─── Records for processing ───

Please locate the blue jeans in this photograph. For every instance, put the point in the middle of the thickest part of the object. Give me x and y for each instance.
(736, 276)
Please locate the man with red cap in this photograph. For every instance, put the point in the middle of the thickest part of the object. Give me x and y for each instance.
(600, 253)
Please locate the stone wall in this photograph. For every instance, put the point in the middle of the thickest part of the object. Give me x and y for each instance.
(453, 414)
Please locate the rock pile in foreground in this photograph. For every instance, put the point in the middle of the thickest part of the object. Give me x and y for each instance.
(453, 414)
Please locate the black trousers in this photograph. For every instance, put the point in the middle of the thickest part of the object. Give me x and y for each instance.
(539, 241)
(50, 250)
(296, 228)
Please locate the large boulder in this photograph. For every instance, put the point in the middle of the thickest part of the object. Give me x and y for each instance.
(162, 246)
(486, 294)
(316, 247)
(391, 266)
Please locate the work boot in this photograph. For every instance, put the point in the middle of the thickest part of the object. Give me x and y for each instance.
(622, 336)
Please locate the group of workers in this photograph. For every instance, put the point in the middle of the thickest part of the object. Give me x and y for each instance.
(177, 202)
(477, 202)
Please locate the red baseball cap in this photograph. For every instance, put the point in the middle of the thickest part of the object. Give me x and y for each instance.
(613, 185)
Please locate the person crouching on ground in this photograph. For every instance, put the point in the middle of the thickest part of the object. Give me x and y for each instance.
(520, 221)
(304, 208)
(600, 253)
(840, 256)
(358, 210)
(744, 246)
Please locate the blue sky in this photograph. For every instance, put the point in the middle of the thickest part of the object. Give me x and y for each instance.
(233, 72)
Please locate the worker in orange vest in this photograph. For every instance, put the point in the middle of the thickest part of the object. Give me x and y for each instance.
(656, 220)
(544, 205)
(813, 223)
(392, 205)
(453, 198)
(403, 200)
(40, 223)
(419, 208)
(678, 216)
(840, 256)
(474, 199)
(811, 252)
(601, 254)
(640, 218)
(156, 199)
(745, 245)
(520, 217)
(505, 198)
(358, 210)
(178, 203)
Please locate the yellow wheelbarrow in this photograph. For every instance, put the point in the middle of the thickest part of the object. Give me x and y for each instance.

───

Goal:
Rewrite the stretch of material from the line containing "Please locate the person" through the end of the material, requests included, adding 96 to every coordinate in the answers.

Response:
Please locate the person crouching on ground in this photograph. For every instance, put the point in the middle of the thickest part of the object. Give me x and y for each instance.
(616, 317)
(400, 304)
(696, 349)
(936, 352)
(454, 306)
(840, 342)
Please locate the blue sky in this photograph. For every instance, put the point in the middle of the thickest part of the object. Give me x and y for each instance.
(329, 168)
Please locate the worker in orange vest in this photograph. For every instance, put the point in the middle of the thickest part of the object. Give me x and y for each instance.
(752, 316)
(640, 301)
(909, 319)
(488, 301)
(549, 294)
(499, 296)
(136, 319)
(515, 304)
(774, 312)
(936, 352)
(570, 295)
(907, 348)
(697, 350)
(736, 314)
(252, 295)
(841, 341)
(616, 313)
(601, 294)
(454, 306)
(274, 299)
Please locate the yellow wheelbarrow in this photograph. For every instance, put the point in the middle of the thickest part of the object. Give me x and y for each instance.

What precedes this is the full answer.